Exercise aim:
From the passage below on cattle in their summer pastures:
(a) Since when have the village communities of the piedmont coveted the alpine grasslands?
(b) Until what year did the traditional system of pasture teams last?
(c) Which two cheeses stopped being made in the alpine pastures at the beginning of the 1980s?
═══ Exercise passage ═══
Cattle in their summer pastures

The alpine meadows are predominantly used to raise and fatten heifers. Today 3,500 hectares of pasture are available for summer grazing of around 4,000 head of cattle (Photo credits: Frédéric Ravenot).


The village communities of the piedmont have coveted the alpine grasslands since the Middle Ages, for summer pasturing and hay harvesting.

From the 17th century onwards the alpine pastures throughout the High Jura were used for the production of gruyère cheese. Traditionally, each pasture area was operated by a team consisting of the cheese maker, two or three shepherds and several children, all of whom, apart from making the cheese and looking after the livestock, helped to maintain the grassland. However, leading the cattle to pasture, upkeep of the “goyas” (man-made ponds), spreading manure, eradication of unwanted plants (scrub, False Helleborine, Great Yellow Gentian, Thistles), collection of firewood and production of cheese was essentially the work of the shepherds. This system lasted until 1960.

At the beginning of the 1980s, milk cattle were no longer taken up to the alpine pastures and cheese making (Comté and Bleu de Gex) ceased. The pastures were then used for the raising and fattening up of heifers. Today, 3,500 hectares of summer pasture are available for up to 4,000 head of livestock (mostly cattle with a few flocks of sheep or goats or herds of horses).

The absence of shepherds changed the habits of the herds. Pressure on the land changed, certain areas were abandoned, others unevenly pastured. This led to the closing up of pastures, the encroachment of the forest, the colonization of grassland and meadows by pioneer or invasive species, or by plants lacking any fodder value.
═══ Record set ═══
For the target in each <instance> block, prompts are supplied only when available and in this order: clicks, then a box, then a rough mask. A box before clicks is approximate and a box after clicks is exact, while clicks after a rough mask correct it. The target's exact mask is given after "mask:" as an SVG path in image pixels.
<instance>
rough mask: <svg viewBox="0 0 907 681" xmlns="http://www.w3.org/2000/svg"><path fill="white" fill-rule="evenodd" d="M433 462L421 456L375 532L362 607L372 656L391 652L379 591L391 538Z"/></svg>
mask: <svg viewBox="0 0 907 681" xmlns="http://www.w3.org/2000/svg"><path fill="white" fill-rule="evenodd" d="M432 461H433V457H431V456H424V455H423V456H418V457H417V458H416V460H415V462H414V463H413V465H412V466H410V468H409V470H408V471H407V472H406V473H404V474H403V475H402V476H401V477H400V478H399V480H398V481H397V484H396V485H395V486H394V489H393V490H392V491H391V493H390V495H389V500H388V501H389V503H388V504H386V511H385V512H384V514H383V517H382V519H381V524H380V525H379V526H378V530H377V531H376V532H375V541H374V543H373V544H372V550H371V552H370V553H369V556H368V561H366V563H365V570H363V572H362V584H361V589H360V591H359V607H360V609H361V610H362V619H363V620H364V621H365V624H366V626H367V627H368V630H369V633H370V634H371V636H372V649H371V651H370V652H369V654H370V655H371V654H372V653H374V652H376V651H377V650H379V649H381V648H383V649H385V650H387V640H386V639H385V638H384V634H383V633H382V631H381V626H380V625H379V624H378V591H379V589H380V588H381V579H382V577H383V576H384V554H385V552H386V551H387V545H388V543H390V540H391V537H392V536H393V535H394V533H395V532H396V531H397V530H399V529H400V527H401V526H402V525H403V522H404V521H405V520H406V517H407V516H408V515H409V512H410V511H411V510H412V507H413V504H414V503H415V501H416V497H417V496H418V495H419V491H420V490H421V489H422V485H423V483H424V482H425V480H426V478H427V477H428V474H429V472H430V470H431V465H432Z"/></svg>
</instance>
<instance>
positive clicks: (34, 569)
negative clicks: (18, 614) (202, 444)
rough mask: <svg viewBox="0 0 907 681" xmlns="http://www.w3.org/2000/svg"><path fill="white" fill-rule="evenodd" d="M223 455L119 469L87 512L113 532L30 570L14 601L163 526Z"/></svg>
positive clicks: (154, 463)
═══
Answer:
(a) Since the Middle Ages.
(b) 1960.
(c) Comté and Bleu de Gex.